• **EXCERPT PROVIDED**
=-=-=-=-=

Stiles and colleagues evaluated outcomes for patients with esophageal cancer undergoing surgical resection after either neoadjuvant chemoradiation or preoperative chemotherapy without radiation. The authors evaluated disease-free and cancer-specific survival from prospective data collected from 338 patients, 112 who underwent neoadjuvant chemoradiation and 226 receiving chemotherapy. Nearly all patients underwent transthoracic esophagectomy for their surgical procedure. Patients with adenocarcinoma showed an increased local tumor response but no difference in survival with neoadjuvant chemoradiation, whereas patient with squamous cell carcinoma had improved cancer-specific survival.
The medical therapies for thoracic aortic aneurysm comprise of β-adrenergic blocking agents and angiotensin II type I receptor. Several large randomized trials of pediatric and adult patients with Marfan syndrome have yielded no evidence that antagonism of angiotensin II type I receptor by losartan slows aortic enlargement more effectively than conventional treatment with β-blockers. Studies in mouse models have begun to resolve the complex molecular pathophysiology underlying onset and progression of aortic disease and have emphasized the need to preserve the transformation growth factor-β signaling to prevent aneurysm formation.
This review describes critical experiments that have influenced the evolution of our understanding of thoracic aortic disease, in addition to discussing old controversies and identifying new therapeutic opportunities.
Patient Care and General Interest
Air pollution tops the World Health Organization’s list of Top 10 threats to global health.
A US woman had an aortic dissection while simultaneously going into premature labor, requiring emergency coordination of two procedures.
An Indian man receives a heart transplant, with the cost of the procedure covered by the Tamil Nadu Chief Minister’s comprehensive Health Insurance Scheme.
Drugs and Devices
Abbott receives US Food and Drug Administration approval for a tiny patent ductus arteriosus occlusion device for premature infants, and it also acquires Cephea Valve Technologies, a company that develops transcatheter mitral valve technologies.
Research, Trials, and Funding
Providing vouchers to reduce the cost of antiplatelet therapy after a heart attack only marginally improved adherence and did not affect outcomes, report researchers from Durham, North Carolina.
Patients reap postoperative benefits from quitting smoking before lung cancer surgery, say researchers from Tokyo, Japan.
Researchers from New Hampshire, US, report on the growth of medical marketing in the US over last two decades.
David and colleagues prospectively examined long-term results of the Ross procedure, following a cohort of 212 patients over a median 18.0 years (interquartile range, 14.6-21.2). They report 10.8% cumulative mortality and 16.8% cumulative probability of Ross-related reoperations at 20 years. Postoperative aortic insufficiency increased with time and was associated with the presence of preoperative aortic insufficiency. The authors conclude that the Ross procedure should be part of the surgical armamentarium for treating aortic stenosis in young adults.
Mariette and colleagues randomly assigned 207 patients with resectable esophageal cancer to undergo either transthoracic open esophagectomy or hybrid minimally invasive esophagectomy. The hybrid procedure resulted in a lower incidence of major intraoperative or postoperative complications (odds ratio, 0.31; 95% confidence interval, 0.18 – 0.55; p<0.001). Both groups had similar survival over three years.

=-=-=-=-=

• **TASK LIST**
• A. Which researchers does the cardiothoracic excerpt name as leading a study with "colleagues"? List them all.
• B. Using the cardiothoracic excerpt, decide whether each statement agrees with it. Answer yes or no, and quote the words that settle it.
(i) The patients who had the Ross procedure were followed for a median of 18.0 years.
(ii) Large randomized trials found that losartan slows aortic enlargement more effectively than β-blockers in patients with Marfan syndrome.
(iii) In the trial by Mariette and colleagues, the hybrid procedure group had better survival over three years.
• C. Write out a passage from the cardiothoracic excerpt word for word. Begin at the words "Drugs and Devices" and stop after "Durham, North Carolina.".

• **SUPPLIED DATA**

=-=-=-=-=

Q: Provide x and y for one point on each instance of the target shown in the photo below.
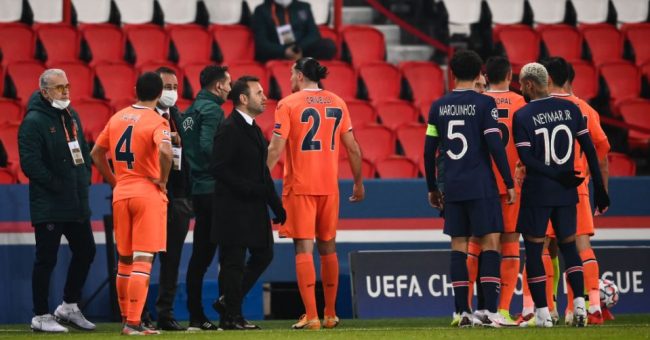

=-=-=-=-=

• **SOLUTIONS TO EACH TASK**
• A. Stiles, David, Mariette

• B.
(i) Yes: "following a cohort of 212 patients over a median 18.0 years"
(ii) No: "have yielded no evidence that antagonism of angiotensin II type I receptor by losartan slows aortic enlargement more effectively than conventional treatment with β-blockers"
(iii) No: "Both groups had similar survival over three years."

• C.
Drugs and Devices
Abbott receives US Food and Drug Administration approval for a tiny patent ductus arteriosus occlusion device for premature infants, and it also acquires Cephea Valve Technologies, a company that develops transcatheter mitral valve technologies.
Research, Trials, and Funding
Providing vouchers to reduce the cost of antiplatelet therapy after a heart attack only marginally improved adherence and did not affect outcomes, report researchers from Durham, North Carolina.